| Okuma metni |
************
İmkansızlık diye bir şey, gerçekten var mıdır? Gerçekten, başaramayacağınız şeyler var mıdır?
Bugün sizlere bir hikaye anlatacağım, çok eski bir hikaye değil. 2001 yılına gidiyoruz. Afrika’da yer alan Malavi’nin Wimbe şehrindeki Masitala köyünde yaşayan William Kamkwamba’nın hikayesini anlatacağım. Diğer adıyla, İmkansızı Başaran Çocuğun hikayesi.
“I went to sleep dreaming of Malawi, and all the things made possible when your dreams are powered by your heart.” - William Kamkwamba
William 5 Ağustos 1987 yılında doğmuştu. O zamanlarda 14 yaşındaydı. Kız kardeşleri, Khamba adında bir köpeği, annesi ve babası ile köydeki küçük bir evde yaşıyorlardı. Babası Malavi’deki diğer bir çok insan gibi çiftçilikle uğraşıyordu. Mısır ve Darı ile geçim sağlayan ailenin ebeveynleri, tüm çocukların eğitim görüp, meslek sahibi olmasını istiyordu. William Wimbe ilkokulunu bitirmişti, bu sene Kachokolo okulunda 9. sınıfa başlayacaktı. Okul evidnen oldukça uzaktaydı. Bu yüzden bisikletle okula gidiyordu. Yanında bir yol arkadaşı olurdu, Gilbert. Hatta kendisi bir arkadaştan da öte, William’ın en yakın arkadaşıydı. Okul’un yıllık 80 dolarlık bir ödeme ücreti vardı. William’ın ailesi bu parayı bir anda ödeyemeyecekti. Okula başladıktan kısa süre sonra, ders çalışmak için daha fazla süreye ihtiyaç duyacaktı, bu yüzden geceleri de çalışmalıydı, ancak ellerinde sadece gaz lambası vardı. Ki o da oldukça maliyetliydi. Bu yüzden ampül kullanmak daha mantıklıydı ancak köyde doğru düzgün ne elektrik ne de ampül vardı. Bu yüzden William sadece gündüzleri çalışabiliyordu.
************
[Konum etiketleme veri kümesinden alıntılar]

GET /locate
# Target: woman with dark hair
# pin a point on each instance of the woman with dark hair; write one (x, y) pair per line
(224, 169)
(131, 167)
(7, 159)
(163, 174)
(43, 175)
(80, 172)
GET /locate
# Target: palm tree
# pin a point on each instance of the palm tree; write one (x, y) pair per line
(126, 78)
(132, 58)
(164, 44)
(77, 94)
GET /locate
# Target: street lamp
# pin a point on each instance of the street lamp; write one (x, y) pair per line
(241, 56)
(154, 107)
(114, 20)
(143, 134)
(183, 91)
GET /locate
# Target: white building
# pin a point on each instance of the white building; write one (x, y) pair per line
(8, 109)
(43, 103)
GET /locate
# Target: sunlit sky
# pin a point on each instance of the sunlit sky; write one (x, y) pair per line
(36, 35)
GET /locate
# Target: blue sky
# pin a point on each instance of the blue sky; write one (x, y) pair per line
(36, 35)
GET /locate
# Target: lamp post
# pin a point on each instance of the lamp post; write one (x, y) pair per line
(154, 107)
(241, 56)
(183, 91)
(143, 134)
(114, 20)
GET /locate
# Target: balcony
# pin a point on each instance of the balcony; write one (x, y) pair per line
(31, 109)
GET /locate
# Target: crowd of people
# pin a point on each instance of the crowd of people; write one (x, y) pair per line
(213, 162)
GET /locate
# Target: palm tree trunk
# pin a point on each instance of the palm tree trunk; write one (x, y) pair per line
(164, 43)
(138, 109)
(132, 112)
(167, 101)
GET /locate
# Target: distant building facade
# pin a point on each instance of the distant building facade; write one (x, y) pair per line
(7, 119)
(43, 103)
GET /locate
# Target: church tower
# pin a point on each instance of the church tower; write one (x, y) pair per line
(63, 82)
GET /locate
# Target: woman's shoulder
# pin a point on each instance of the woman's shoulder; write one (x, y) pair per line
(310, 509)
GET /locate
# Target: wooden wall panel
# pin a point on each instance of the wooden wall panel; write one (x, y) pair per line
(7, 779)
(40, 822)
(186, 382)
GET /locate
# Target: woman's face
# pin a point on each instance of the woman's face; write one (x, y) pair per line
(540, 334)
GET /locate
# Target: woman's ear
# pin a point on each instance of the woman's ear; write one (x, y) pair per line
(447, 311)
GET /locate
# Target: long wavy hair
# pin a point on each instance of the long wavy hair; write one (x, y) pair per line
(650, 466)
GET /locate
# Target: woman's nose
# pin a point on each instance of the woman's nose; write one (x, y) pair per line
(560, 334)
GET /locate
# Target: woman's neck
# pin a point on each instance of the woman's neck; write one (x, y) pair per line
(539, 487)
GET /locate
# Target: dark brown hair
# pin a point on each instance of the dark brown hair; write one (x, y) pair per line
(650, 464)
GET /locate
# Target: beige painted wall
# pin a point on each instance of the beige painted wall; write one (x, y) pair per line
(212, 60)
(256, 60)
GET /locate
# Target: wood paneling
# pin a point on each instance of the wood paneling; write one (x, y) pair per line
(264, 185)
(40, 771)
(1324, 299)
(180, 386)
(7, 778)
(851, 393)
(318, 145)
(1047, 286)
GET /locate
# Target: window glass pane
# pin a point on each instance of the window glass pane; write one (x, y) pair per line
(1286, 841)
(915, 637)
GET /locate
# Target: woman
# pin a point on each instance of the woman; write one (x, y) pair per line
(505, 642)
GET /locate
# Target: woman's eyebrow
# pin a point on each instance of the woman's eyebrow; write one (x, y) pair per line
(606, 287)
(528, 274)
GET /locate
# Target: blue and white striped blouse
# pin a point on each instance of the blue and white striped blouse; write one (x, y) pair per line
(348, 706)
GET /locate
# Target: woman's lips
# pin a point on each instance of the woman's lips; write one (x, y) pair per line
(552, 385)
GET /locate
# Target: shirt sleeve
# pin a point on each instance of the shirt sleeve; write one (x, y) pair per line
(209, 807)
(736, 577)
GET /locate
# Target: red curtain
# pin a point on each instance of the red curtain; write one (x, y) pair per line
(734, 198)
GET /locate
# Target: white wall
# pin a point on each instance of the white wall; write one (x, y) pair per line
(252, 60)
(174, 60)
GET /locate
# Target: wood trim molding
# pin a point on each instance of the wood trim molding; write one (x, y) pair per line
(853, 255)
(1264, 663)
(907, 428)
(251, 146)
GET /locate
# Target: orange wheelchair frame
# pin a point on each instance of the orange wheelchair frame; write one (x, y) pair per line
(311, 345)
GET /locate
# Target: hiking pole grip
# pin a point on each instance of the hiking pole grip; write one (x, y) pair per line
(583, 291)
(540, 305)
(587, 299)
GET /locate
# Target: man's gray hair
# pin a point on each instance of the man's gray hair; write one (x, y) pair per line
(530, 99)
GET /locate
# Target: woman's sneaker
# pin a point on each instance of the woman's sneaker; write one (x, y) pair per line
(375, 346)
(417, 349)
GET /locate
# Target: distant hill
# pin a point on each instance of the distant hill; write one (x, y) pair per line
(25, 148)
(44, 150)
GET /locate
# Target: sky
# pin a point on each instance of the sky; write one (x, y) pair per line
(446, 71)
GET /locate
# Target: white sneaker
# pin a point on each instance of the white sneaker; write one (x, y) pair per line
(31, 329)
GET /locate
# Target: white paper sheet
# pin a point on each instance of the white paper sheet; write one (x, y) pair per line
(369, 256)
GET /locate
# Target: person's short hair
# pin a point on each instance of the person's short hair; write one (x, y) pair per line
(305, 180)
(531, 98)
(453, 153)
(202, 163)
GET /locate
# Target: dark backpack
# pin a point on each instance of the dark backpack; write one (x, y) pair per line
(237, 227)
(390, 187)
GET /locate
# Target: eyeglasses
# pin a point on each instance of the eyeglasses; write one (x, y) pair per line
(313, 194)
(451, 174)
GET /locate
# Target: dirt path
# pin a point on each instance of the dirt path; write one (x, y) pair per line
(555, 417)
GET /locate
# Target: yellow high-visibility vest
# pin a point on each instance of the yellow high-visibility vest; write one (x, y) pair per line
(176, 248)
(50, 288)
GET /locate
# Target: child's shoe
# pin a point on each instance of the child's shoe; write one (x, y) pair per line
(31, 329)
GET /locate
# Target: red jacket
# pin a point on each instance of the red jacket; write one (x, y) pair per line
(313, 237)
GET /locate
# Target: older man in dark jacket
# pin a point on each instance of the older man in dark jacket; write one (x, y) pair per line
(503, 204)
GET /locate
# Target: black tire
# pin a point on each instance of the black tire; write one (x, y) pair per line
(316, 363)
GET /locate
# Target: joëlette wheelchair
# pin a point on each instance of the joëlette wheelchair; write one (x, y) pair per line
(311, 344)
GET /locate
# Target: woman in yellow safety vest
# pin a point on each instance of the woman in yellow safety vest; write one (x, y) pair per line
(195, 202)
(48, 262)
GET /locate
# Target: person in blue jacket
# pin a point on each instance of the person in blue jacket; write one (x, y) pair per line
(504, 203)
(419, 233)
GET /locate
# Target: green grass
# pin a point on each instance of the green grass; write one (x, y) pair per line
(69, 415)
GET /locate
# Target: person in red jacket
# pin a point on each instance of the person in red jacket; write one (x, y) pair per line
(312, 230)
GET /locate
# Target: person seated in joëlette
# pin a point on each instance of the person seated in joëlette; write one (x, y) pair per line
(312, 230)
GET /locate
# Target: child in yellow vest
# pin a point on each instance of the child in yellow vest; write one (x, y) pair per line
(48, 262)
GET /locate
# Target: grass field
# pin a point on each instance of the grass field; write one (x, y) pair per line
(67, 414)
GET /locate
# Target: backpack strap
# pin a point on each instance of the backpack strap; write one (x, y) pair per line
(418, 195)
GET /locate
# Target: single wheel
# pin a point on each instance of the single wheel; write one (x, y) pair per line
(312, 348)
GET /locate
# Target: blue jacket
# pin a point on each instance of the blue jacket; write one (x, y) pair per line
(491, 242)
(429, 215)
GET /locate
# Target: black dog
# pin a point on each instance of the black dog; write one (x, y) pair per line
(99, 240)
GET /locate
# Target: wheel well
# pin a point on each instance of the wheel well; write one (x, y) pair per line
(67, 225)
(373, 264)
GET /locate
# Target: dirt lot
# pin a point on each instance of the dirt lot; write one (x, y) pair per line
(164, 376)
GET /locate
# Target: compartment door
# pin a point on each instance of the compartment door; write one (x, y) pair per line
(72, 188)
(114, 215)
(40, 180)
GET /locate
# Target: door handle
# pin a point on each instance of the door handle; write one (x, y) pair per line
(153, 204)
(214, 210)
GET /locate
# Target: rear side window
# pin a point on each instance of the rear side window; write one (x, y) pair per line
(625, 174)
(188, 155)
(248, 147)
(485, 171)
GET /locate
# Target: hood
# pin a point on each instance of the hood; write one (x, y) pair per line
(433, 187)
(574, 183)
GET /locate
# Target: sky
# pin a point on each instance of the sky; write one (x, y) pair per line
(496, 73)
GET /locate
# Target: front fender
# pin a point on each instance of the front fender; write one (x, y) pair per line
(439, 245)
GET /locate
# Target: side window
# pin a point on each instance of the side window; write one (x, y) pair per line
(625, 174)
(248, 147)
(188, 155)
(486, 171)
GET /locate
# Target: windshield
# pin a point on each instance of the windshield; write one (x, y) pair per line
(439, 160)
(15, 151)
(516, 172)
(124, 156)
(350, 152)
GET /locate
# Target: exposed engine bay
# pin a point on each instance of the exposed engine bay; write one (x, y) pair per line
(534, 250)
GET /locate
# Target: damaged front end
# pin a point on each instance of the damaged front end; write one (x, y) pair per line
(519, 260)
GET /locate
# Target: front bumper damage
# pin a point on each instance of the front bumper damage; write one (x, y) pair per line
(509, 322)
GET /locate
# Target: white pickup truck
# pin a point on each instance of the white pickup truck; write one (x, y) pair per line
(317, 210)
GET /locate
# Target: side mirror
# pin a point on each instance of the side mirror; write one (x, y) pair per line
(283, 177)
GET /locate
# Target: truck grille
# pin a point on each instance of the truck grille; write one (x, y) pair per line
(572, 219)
************
| Yapılacak iş |
William Kamkwamba'nın hikayesini anlatan okuma metninde "Bugün sizlere bir" ile "Başaran Çocuğun hikayesi." arasında kalan bölümü, bu iki ifade de dahil olmak üzere, harfi harfine yazıya geçir.

| Sorunun çözümü |
Bugün sizlere bir hikaye anlatacağım, çok eski bir hikaye değil. 2001 yılına gidiyoruz. Afrika’da yer alan Malavi’nin Wimbe şehrindeki Masitala köyünde yaşayan William Kamkwamba’nın hikayesini anlatacağım. Diğer adıyla, İmkansızı Başaran Çocuğun hikayesi.